■ **BRIEF**
Reproduce the data that follows in its entirety, character for character.

■ **SUPPLIED DATA**
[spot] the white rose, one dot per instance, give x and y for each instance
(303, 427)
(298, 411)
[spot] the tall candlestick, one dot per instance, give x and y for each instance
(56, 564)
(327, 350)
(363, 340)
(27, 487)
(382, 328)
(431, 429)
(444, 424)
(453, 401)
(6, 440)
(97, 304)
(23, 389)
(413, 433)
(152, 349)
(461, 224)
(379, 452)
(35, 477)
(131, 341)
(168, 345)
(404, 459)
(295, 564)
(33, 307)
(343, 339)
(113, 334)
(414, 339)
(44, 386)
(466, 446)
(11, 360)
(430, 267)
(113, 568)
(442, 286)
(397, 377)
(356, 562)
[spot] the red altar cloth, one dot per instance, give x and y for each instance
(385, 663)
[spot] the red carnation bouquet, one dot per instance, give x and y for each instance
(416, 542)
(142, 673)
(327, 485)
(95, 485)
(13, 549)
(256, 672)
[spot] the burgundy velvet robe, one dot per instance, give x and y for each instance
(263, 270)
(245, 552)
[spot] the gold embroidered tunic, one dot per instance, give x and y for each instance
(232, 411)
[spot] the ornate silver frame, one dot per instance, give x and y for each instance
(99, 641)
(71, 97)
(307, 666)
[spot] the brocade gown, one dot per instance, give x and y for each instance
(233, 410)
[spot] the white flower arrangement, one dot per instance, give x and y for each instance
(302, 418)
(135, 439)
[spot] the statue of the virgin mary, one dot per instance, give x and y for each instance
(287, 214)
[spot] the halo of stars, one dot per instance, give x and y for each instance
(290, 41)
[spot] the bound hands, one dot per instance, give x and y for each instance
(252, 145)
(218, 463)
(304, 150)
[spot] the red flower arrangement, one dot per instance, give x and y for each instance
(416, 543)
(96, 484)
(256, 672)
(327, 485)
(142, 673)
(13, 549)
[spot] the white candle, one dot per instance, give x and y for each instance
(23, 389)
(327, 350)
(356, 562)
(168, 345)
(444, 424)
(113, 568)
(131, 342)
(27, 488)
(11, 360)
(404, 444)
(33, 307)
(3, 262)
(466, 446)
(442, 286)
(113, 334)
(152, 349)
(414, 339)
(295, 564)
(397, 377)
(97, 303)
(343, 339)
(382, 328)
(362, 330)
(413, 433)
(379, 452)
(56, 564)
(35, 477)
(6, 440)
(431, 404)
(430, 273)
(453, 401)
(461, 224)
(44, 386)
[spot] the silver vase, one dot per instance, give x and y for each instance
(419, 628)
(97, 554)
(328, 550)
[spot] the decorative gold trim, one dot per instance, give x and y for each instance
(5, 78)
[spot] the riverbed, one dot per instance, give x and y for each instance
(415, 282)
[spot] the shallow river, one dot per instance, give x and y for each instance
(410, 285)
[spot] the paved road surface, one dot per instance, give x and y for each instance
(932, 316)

■ **EXERCISE OUTPUT**
[spot] the white rose, one dot per instance, give x and y for each instance
(303, 427)
(298, 411)
[spot] the tall candlestick, one dot per instance, give x and y for each instance
(56, 564)
(327, 350)
(363, 340)
(27, 487)
(382, 328)
(431, 429)
(444, 424)
(453, 401)
(6, 440)
(97, 304)
(23, 389)
(413, 433)
(152, 349)
(461, 224)
(379, 452)
(35, 477)
(131, 341)
(168, 345)
(404, 459)
(295, 564)
(33, 307)
(343, 339)
(113, 334)
(414, 339)
(44, 386)
(466, 446)
(11, 360)
(430, 267)
(113, 568)
(442, 286)
(397, 377)
(356, 562)
[spot] the red altar cloth, one dot per instance, give x and y for each instance
(385, 663)
[spot] the red carnation bouquet, one dot per instance, give x and y for each instance
(416, 542)
(142, 673)
(327, 485)
(95, 485)
(13, 549)
(256, 672)
[spot] the burgundy velvet robe, one dot per instance, give x and y for each instance
(263, 270)
(245, 552)
[spot] the gold embroidered tunic, one dot per instance, give x and y for each instance
(232, 411)
[spot] the ornate silver frame, one dot per instance, give x and y for each instance
(99, 641)
(71, 97)
(307, 666)
[spot] the brocade gown, one dot per instance, give x and y for each instance
(233, 410)
[spot] the white flower arrangement, one dot per instance, give x and y for each instance
(302, 418)
(135, 439)
[spot] the statue of the virgin mary, one dot per instance, give x and y for each instance
(287, 214)
[spot] the halo of stars, one dot per instance, give x and y for each instance
(290, 41)
[spot] the bound hands, one dot per instance, give x and y for each instance
(252, 145)
(218, 463)
(304, 150)
[spot] the red flower arrangement, one dot per instance, give x and y for each instance
(416, 543)
(96, 484)
(256, 672)
(327, 485)
(142, 673)
(13, 549)
[spot] the white candle, one dot per instance, give x and y for each instance
(23, 389)
(327, 350)
(356, 562)
(168, 345)
(444, 424)
(113, 568)
(131, 342)
(27, 488)
(11, 360)
(404, 444)
(33, 307)
(3, 262)
(466, 446)
(442, 286)
(113, 334)
(152, 349)
(414, 339)
(295, 564)
(397, 377)
(97, 303)
(343, 339)
(382, 328)
(362, 330)
(413, 433)
(379, 452)
(56, 564)
(35, 477)
(6, 440)
(431, 404)
(430, 273)
(453, 401)
(461, 224)
(44, 386)
[spot] the silver vase, one dot per instance, give x and y for each instance
(419, 628)
(97, 554)
(328, 550)
[spot] the decorative gold trim, one dot per instance, give x and y for each instance
(5, 78)
[spot] the riverbed, one dot per instance, give x and y for each instance
(415, 282)
[spot] the shallow river, one dot per instance, give x and y for each instance
(410, 285)
[spot] the paved road surface, one dot per instance, give x and y for each instance
(932, 316)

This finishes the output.